- **Page**
☆ ☆ ☆ ☆ ☆ ☆ ☆

In [None]:
import torch
from datasets import load_dataset
from transformers import AutoTokenizer

In [None]:
data_files={"train":"swerick_data_random_train.pkl","test":"swerick_data_random_test.pkl","valid":"swerick_data_random_valid.pkl"}
swerick_dataset = load_dataset("pandas",data_files=data_files)
swerick_dataset

In [None]:
from transformers import PreTrainedTokenizerFast

wrapped_tokenizer = PreTrainedTokenizerFast(
    #tokenizer_object=tokenizer,
    tokenizer_file="tokenizer_swerick.json", # You can load from the tokenizer file, alternatively
    unk_token="[UNK]",
    pad_token="[PAD]",
    cls_token="[CLS]",
    sep_token="[SEP]",
    mask_token="[MASK]",
)

In [None]:
tokenizer=AutoTokenizer.from_pretrained("swerick_tokenizer")

In [None]:
#difference de tokenizer 
base_tokenizer = AutoTokenizer.from_pretrained("KBLab/bert-base-swedish-cased")

In [None]:
replace =lambda x :x.replace('##',"")
swerick_voc=list(map(replace,wrapped_tokenizer.vocab.keys()))
base_voc=list(map(replace,base_tokenizer.vocab.keys()))

In [None]:
import pretraing_tokenizer
inter,f,s,jaccard,vocab_f= pretraing_tokenizer.get_vocab_sim(swerick_voc,base_voc)
print(inter)
print(f,s)
print("similarity of Jaccard",jaccard)
print("New Vocab added in tokenizer of swerick", vocab_f)

In [None]:
import pickle
with open("from_scratc_dataset","rb") as f:
    tokenized_datasets = pickle.load(f)

In [None]:
from transformers import BertConfig as TransformersBertConfig
import os
import sys
from typing import Optional, cast
from omegaconf import DictConfig
from omegaconf import OmegaConf as om


class BertConfig(TransformersBertConfig):

    def __init__(
        self,
        alibi_starting_size: int = 512,
        attention_probs_dropout_prob: float = 0.0,
        **kwargs,
    ):
        """Configuration class for MosaicBert.

        Args:
            alibi_starting_size (int): Use `alibi_starting_size` to determine how large of an alibi tensor to
                create when initializing the model. You should be able to ignore this parameter in most cases.
                Defaults to 512.
            attention_probs_dropout_prob (float): By default, turn off attention dropout in Mosaic BERT
                (otherwise, Flash Attention will be off by default). Defaults to 0.0.

☆ ☆ ☆ ☆ ☆ ☆ ☆

- **Stated goal A**
Decide whether each statement agrees with the notebook, answering yes or no and quoting the deciding words: (i) the fast tokenizer is loaded from a file named tokenizer_swerick.json; (ii) the base tokenizer comes from KBLab/bert-base-swedish-cased; (iii) alibi_starting_size defaults to 1024.
- **Stated goal B**
Write out the part of the notebook from "attention_probs_dropout_prob (float): By" up to and including "Defaults to 0.0.", unchanged.
- **Stated goal C**
According to the notebook, what is the default value of attention_probs_dropout_prob?

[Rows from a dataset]

☆ ☆ ☆ ☆ ☆ ☆ ☆

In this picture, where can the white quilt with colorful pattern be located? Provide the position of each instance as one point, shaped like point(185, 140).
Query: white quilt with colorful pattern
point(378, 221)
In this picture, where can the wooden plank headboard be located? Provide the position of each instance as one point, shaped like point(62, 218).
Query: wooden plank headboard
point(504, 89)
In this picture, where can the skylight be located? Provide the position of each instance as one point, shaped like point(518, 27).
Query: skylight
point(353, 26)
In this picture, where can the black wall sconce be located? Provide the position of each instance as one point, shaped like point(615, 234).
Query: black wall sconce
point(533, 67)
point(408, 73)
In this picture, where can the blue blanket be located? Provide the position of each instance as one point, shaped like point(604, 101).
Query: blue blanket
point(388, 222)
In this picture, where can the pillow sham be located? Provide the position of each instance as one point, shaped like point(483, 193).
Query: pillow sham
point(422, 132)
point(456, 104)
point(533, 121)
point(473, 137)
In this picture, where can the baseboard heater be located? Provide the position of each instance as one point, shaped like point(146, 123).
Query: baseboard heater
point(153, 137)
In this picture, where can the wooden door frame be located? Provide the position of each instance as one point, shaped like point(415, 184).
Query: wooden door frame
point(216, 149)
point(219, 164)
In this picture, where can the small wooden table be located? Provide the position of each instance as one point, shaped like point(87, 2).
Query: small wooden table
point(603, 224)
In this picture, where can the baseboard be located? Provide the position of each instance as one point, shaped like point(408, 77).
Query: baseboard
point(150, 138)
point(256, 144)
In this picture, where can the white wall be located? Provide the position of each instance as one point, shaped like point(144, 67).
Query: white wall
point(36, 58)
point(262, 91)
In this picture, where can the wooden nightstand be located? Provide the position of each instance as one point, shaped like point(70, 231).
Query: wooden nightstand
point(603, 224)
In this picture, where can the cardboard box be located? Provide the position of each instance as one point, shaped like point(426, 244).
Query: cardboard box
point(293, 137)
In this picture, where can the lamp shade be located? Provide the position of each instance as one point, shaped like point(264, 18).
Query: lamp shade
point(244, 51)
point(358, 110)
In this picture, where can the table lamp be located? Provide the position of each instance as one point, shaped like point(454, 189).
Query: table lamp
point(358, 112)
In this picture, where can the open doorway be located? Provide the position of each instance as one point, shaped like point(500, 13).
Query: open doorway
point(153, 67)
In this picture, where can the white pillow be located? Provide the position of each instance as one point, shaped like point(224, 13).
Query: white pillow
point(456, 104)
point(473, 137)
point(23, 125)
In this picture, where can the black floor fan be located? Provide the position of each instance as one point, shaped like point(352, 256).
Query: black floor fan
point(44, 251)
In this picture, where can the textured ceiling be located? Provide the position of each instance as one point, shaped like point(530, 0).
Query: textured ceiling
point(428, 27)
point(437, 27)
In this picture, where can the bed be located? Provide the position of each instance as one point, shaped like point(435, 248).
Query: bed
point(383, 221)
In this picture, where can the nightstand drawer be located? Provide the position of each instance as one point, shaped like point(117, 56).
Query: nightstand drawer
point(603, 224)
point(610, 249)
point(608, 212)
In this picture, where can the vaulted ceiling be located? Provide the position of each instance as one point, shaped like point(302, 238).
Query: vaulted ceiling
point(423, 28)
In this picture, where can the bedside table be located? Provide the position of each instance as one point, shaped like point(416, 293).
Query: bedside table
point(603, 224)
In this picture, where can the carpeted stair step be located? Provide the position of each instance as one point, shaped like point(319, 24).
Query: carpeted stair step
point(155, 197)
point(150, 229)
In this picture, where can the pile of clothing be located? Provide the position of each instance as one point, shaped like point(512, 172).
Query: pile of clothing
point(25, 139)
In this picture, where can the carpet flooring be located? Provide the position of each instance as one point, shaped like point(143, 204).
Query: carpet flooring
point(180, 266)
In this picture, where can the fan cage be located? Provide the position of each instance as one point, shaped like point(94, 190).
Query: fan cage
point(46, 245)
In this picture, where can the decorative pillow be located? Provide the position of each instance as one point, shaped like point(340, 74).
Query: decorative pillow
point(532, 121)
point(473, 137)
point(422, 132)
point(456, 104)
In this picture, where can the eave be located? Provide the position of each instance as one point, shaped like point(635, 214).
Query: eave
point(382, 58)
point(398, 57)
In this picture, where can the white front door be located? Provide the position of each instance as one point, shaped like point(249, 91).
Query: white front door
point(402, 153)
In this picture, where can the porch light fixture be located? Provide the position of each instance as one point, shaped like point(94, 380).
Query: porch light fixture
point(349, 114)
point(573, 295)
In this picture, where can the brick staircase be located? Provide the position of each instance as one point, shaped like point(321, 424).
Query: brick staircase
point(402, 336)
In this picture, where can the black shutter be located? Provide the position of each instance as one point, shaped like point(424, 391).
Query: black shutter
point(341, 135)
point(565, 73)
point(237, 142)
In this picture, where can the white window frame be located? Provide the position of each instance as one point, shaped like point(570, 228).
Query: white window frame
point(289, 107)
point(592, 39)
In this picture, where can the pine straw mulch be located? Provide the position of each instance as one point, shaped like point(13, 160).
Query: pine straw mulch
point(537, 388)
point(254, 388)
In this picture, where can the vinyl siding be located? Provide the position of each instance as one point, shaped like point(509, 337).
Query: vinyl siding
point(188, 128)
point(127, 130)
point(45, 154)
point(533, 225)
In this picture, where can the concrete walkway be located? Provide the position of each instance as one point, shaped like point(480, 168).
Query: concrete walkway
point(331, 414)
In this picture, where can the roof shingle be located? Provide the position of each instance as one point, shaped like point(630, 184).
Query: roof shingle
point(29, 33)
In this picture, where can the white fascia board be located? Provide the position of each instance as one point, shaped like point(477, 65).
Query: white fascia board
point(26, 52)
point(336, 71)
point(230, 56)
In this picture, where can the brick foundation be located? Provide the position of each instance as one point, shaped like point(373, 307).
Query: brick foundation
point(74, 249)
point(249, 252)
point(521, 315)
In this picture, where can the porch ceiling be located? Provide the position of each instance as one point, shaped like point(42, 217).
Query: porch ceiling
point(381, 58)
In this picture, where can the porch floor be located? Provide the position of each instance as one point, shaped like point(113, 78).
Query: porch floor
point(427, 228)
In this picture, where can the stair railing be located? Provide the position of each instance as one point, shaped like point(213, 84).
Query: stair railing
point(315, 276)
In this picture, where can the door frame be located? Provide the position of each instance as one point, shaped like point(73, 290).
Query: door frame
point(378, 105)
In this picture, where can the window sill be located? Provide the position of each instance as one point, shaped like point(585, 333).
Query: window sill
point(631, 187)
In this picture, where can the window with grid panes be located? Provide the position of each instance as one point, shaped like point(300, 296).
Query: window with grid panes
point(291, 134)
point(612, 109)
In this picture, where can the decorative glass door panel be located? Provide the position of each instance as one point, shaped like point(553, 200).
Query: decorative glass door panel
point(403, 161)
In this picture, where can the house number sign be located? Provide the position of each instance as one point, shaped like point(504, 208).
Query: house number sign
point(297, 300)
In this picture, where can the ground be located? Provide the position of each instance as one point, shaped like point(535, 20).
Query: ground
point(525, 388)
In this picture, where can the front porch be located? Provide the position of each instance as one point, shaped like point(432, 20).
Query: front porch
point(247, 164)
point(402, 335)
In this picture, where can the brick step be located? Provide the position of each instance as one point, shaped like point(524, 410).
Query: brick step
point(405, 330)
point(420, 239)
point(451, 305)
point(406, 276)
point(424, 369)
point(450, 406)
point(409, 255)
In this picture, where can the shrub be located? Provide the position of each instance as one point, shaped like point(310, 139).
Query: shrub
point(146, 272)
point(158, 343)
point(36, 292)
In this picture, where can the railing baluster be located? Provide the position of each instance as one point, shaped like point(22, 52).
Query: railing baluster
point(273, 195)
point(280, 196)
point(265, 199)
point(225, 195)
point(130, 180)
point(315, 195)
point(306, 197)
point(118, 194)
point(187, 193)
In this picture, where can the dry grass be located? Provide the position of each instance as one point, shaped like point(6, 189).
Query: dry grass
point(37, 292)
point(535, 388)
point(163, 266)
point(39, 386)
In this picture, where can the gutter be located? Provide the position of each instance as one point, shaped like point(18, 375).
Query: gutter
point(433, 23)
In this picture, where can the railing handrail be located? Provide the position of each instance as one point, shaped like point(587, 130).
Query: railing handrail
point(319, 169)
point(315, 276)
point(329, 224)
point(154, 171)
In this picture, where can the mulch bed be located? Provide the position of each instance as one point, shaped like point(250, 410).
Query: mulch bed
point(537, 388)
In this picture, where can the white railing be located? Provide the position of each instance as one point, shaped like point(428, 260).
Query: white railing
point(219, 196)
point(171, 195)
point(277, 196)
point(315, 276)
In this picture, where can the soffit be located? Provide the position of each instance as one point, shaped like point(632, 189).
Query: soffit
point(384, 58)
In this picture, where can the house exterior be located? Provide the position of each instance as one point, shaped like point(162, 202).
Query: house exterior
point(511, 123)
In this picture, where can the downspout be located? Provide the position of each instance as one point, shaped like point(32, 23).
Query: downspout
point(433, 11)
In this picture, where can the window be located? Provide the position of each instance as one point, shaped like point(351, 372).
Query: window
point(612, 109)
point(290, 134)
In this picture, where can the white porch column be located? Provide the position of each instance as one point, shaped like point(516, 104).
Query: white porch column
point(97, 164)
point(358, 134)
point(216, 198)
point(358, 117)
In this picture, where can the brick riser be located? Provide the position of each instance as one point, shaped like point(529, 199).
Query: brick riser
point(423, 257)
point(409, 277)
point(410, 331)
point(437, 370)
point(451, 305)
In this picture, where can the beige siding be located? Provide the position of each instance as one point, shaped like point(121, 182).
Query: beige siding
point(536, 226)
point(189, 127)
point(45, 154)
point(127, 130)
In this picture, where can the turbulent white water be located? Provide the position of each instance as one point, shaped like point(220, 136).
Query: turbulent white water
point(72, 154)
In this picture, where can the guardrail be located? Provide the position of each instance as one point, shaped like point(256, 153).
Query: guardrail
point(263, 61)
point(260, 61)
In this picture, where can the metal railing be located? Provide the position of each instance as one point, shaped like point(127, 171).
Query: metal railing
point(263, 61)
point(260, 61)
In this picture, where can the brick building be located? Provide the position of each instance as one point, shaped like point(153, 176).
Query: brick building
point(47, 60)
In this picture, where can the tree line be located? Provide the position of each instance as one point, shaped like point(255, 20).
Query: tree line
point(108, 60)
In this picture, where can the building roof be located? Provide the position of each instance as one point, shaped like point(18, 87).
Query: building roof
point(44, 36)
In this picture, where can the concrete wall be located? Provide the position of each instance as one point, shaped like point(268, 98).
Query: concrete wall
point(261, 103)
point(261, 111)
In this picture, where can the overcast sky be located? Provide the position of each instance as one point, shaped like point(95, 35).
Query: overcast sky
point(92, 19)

☆ ☆ ☆ ☆ ☆ ☆ ☆

- **Full answer A**
(i) Yes: "tokenizer_file="tokenizer_swerick.json""
(ii) Yes: "base_tokenizer = AutoTokenizer.from_pretrained("KBLab/bert-base-swedish-cased")"
(iii) No: "alibi_starting_size: int = 512"

- **Full answer B**
attention_probs_dropout_prob (float): By default, turn off attention dropout in Mosaic BERT
                (otherwise, Flash Attention will be off by default). Defaults to 0.0.

- **Full answer C**
0.0